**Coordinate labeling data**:
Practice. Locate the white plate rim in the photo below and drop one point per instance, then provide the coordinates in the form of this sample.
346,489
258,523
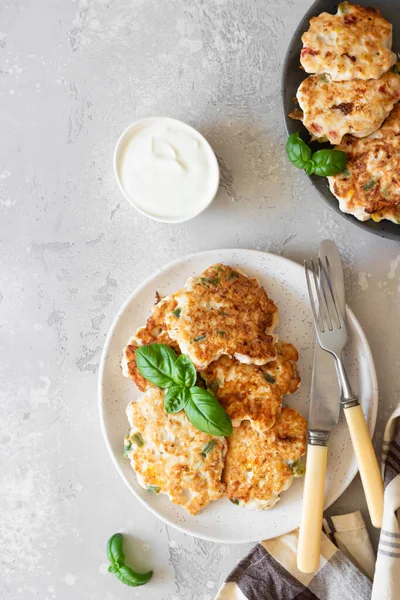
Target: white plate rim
136,291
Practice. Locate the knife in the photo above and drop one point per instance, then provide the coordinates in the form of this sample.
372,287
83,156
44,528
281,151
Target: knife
324,414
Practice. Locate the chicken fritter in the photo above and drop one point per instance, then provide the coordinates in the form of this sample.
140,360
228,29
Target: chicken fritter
153,332
172,457
333,109
353,44
254,393
259,466
223,311
370,185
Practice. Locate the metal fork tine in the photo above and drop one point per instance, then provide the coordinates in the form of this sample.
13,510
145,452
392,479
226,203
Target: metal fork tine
328,296
336,303
308,268
323,309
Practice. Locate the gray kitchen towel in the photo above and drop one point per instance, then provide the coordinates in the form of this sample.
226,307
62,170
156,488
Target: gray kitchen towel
347,562
387,573
270,571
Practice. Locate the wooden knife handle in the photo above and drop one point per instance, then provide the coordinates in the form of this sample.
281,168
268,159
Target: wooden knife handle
367,463
308,551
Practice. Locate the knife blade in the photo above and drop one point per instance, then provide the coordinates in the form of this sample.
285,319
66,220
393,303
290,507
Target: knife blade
325,394
324,414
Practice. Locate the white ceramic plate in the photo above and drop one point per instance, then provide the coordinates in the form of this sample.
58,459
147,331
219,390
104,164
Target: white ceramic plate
284,281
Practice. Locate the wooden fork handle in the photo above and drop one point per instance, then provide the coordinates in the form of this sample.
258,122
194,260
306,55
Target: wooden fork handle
308,550
367,463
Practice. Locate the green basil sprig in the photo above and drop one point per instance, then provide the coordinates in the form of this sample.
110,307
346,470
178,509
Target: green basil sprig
159,364
116,556
322,162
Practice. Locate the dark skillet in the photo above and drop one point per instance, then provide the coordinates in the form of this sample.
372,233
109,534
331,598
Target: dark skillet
292,76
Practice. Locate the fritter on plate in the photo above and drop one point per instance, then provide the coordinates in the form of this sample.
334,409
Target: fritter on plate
153,332
254,393
223,311
370,185
353,44
172,457
259,466
332,109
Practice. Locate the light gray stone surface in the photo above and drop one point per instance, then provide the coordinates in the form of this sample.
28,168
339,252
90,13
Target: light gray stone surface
74,74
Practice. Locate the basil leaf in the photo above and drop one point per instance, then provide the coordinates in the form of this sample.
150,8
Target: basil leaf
298,152
137,439
176,398
129,577
156,364
127,449
184,373
268,377
112,569
206,414
115,553
329,162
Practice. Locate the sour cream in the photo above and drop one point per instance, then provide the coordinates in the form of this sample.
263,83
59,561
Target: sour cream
166,169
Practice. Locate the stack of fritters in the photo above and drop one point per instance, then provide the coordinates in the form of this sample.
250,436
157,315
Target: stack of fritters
224,322
355,86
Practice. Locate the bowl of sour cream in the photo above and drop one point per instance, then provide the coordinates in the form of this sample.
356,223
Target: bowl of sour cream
166,169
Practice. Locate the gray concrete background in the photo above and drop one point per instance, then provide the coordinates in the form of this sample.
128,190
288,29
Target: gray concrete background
74,74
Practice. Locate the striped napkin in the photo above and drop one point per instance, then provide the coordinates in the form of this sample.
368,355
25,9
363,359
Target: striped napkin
347,562
387,573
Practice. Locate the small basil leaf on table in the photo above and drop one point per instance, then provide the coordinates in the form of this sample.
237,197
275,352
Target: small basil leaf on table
115,553
206,414
176,398
329,162
113,568
129,577
156,364
298,152
184,373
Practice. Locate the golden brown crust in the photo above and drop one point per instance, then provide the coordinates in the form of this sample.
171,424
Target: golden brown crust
170,458
333,109
223,312
371,183
353,44
256,468
251,392
152,333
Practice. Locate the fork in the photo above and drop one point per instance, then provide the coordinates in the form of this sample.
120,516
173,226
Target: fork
332,336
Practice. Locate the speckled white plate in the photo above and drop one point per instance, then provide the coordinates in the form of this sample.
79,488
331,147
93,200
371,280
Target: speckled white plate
284,280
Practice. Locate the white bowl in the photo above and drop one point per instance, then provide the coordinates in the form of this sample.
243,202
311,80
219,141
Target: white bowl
214,168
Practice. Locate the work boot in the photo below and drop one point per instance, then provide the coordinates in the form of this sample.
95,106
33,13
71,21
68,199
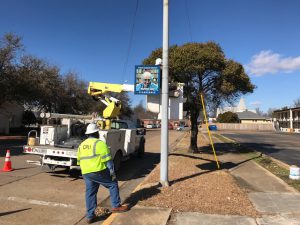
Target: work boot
91,220
121,208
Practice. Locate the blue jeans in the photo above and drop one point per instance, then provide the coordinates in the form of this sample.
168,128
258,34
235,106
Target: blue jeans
92,183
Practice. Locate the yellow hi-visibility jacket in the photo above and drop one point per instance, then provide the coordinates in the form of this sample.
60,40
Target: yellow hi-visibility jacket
92,155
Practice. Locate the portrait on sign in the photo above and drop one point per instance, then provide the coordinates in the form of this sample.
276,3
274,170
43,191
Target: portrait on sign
147,80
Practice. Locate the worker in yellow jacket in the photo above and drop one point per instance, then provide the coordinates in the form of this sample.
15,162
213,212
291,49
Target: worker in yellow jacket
97,169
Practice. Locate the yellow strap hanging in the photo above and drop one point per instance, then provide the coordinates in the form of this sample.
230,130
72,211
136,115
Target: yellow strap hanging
208,131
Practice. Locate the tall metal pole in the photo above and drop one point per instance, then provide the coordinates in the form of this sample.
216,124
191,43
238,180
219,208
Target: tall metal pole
165,98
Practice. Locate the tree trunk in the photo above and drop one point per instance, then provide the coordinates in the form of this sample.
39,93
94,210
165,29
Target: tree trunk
194,131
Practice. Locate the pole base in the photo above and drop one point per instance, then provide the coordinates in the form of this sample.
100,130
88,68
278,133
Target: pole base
165,183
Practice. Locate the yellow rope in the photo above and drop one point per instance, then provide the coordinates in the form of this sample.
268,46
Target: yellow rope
206,122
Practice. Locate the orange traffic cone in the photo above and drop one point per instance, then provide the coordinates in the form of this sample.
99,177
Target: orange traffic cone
7,163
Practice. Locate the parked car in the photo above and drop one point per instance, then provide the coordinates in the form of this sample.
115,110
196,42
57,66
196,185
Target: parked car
149,126
212,127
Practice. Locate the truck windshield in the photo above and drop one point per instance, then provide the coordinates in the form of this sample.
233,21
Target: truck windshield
119,125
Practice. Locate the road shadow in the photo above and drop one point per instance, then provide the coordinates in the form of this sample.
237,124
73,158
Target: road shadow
138,167
12,212
142,194
238,148
15,147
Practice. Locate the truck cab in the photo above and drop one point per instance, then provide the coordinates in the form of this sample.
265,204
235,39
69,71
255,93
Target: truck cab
57,144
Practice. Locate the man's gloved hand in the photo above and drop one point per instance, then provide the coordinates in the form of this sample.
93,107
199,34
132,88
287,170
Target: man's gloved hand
113,176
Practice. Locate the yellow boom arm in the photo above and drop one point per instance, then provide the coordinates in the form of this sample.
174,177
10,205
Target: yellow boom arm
100,90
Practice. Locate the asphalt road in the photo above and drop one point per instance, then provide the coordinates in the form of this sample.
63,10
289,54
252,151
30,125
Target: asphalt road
29,195
282,146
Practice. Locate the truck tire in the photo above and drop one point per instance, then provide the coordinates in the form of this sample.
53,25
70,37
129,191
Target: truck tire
141,150
117,160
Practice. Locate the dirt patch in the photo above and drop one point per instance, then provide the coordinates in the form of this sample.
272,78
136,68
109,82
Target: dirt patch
196,186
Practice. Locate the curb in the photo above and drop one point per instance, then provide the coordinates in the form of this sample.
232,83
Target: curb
13,137
282,164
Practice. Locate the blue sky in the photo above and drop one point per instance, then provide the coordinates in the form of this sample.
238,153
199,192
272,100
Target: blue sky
92,37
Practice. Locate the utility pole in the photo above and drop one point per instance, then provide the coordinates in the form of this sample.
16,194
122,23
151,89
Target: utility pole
165,99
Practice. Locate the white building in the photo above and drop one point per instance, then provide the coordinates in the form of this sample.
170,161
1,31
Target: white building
241,107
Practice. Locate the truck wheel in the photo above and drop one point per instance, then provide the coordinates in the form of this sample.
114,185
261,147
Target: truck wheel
141,150
74,173
117,160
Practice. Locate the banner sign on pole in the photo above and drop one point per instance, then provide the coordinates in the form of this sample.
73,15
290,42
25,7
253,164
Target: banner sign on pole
147,80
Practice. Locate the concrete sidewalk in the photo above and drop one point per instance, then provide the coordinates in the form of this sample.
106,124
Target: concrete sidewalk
278,203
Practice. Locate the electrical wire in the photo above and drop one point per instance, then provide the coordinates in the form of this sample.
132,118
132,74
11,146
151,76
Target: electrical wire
130,40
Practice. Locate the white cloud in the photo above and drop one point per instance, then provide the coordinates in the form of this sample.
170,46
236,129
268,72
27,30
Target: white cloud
256,103
268,62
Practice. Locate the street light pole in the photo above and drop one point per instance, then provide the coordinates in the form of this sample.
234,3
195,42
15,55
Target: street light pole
165,98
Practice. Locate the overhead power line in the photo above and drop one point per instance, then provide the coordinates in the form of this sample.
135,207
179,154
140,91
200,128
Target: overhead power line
130,40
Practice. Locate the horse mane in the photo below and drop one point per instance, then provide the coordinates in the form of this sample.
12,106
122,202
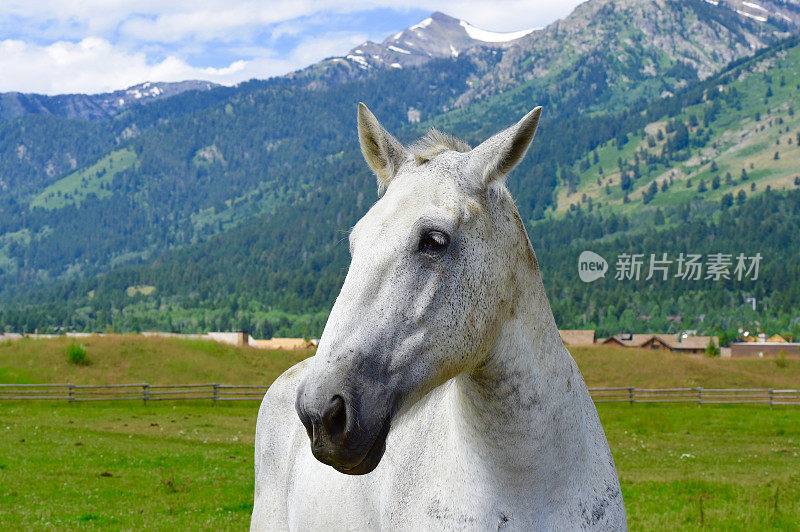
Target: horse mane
435,142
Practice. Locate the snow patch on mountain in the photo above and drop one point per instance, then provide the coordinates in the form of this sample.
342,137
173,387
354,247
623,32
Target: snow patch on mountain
492,36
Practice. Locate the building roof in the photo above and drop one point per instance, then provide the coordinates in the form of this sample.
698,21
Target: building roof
577,337
280,343
670,340
629,339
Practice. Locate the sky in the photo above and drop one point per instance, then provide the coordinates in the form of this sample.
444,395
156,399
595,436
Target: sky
94,46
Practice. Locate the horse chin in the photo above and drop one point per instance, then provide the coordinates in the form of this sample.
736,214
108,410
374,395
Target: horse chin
373,456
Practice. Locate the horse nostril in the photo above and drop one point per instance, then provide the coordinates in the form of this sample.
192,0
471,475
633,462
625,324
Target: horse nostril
334,419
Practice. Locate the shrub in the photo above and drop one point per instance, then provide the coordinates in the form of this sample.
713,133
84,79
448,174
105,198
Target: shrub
76,354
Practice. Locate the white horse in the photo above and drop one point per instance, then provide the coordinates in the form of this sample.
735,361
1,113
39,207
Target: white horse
441,396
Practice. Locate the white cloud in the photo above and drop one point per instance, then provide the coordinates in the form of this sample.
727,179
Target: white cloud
59,46
95,65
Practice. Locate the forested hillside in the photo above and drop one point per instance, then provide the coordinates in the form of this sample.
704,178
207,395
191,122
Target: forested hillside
226,208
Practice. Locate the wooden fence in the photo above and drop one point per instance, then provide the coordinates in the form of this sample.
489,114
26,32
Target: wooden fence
221,392
132,392
700,396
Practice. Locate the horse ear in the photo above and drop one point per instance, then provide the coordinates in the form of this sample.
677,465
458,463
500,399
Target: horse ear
498,155
383,153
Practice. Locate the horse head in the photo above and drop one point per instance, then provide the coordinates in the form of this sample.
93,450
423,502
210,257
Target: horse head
429,285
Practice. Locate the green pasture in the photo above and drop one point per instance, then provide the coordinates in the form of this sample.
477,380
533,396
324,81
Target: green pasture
190,465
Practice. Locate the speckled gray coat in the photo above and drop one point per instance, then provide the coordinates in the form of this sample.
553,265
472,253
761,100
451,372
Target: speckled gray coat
455,348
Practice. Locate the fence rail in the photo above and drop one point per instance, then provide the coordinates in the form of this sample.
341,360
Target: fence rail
226,392
144,392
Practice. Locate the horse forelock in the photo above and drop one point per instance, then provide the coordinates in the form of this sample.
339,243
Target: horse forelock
434,143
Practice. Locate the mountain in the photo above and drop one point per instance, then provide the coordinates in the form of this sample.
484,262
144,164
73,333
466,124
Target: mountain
438,36
93,106
642,49
225,207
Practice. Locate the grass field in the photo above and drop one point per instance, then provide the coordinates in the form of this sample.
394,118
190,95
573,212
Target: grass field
190,465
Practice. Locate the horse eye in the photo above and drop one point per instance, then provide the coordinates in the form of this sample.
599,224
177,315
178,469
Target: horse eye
433,242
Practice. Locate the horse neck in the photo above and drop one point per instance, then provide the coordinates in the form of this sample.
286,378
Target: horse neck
526,407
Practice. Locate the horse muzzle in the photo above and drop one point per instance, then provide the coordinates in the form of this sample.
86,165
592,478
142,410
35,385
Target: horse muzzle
341,435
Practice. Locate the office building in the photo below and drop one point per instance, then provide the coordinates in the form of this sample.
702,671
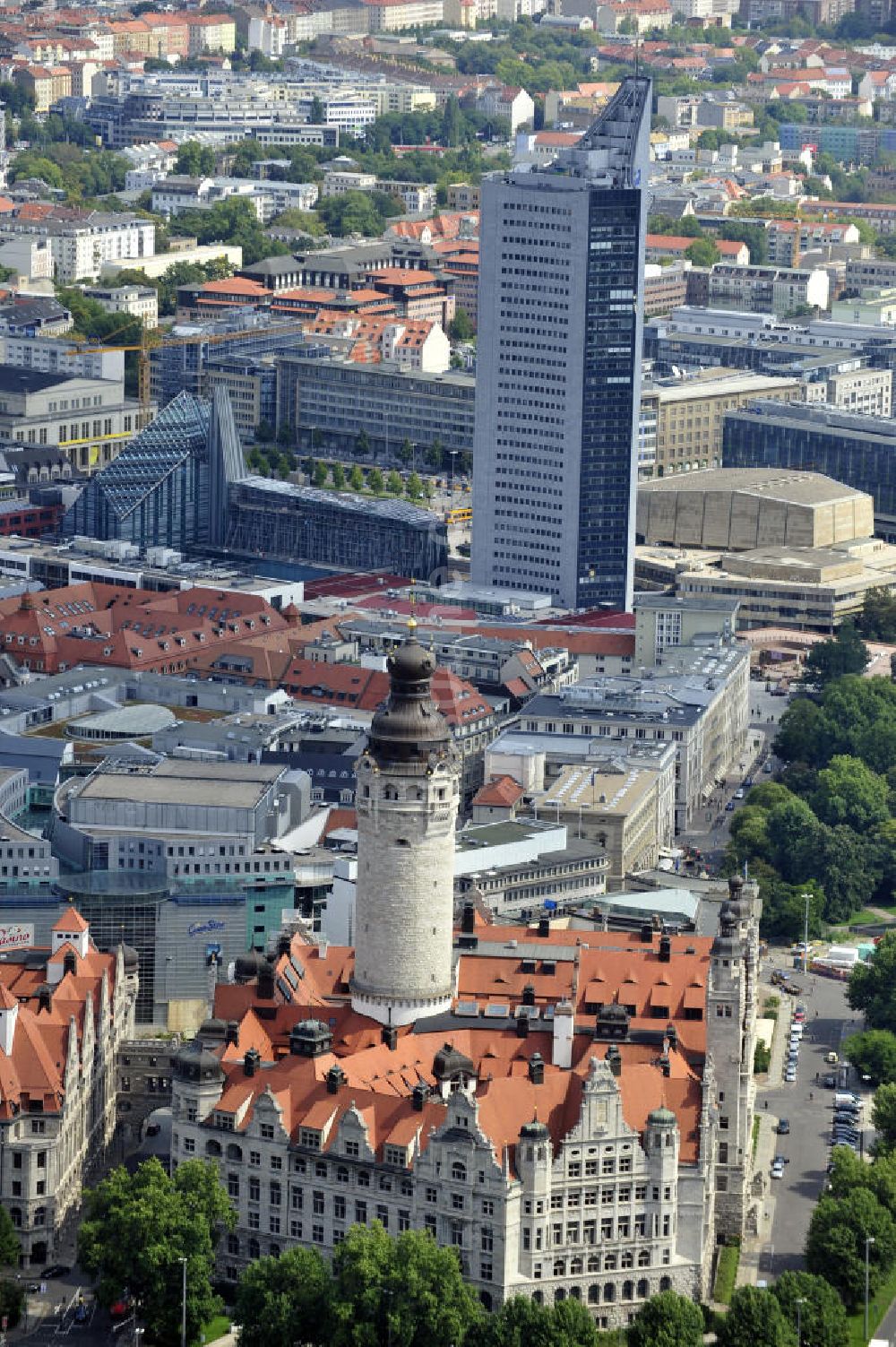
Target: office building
559,341
65,1012
339,399
90,419
856,450
737,509
612,1068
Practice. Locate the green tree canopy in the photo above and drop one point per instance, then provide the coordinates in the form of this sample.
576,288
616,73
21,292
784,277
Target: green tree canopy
821,1314
849,792
407,1291
668,1320
288,1300
136,1230
754,1317
872,986
836,1244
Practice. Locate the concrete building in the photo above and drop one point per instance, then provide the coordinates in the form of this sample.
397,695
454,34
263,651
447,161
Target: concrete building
856,450
65,1014
738,509
138,300
700,702
768,289
461,1152
88,419
554,449
83,246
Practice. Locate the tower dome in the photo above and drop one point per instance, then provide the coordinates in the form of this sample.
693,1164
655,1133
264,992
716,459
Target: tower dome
407,799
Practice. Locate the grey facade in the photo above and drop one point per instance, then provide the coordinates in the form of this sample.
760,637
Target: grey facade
559,339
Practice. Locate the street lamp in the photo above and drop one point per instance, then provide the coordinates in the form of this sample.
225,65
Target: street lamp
800,1301
184,1304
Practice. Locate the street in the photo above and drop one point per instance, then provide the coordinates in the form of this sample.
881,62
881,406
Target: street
792,1199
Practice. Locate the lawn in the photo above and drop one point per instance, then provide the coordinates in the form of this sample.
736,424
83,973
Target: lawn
877,1308
727,1274
216,1328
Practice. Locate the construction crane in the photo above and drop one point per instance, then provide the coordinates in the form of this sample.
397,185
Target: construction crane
152,340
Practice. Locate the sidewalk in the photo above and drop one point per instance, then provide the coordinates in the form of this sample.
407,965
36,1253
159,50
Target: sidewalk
762,1205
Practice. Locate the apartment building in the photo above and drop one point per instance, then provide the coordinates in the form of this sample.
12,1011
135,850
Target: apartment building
88,419
768,289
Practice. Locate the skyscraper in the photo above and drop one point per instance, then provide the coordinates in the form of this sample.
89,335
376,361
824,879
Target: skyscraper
558,374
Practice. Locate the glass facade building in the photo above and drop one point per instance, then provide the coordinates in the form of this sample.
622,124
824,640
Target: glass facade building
856,450
559,355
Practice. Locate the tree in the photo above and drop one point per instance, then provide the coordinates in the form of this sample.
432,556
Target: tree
872,986
874,1054
139,1226
702,252
823,1317
668,1320
461,326
754,1317
884,1113
10,1242
286,1300
842,653
849,792
406,1291
836,1244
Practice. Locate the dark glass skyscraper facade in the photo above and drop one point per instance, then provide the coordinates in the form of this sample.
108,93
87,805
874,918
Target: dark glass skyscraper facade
558,375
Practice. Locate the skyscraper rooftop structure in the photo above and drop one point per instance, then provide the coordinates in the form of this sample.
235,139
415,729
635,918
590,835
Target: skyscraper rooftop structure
559,340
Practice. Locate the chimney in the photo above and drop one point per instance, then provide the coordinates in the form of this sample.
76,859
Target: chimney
564,1030
418,1097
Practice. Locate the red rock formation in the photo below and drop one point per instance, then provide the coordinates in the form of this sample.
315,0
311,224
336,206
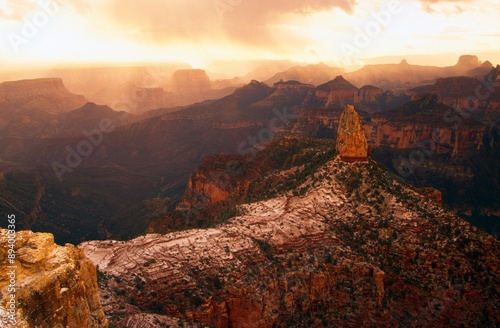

**PROBLEM TO WORK ON**: How many lines in the data above contain the word "wheel"? Reply with the number alone.

**FULL SOLUTION**: 2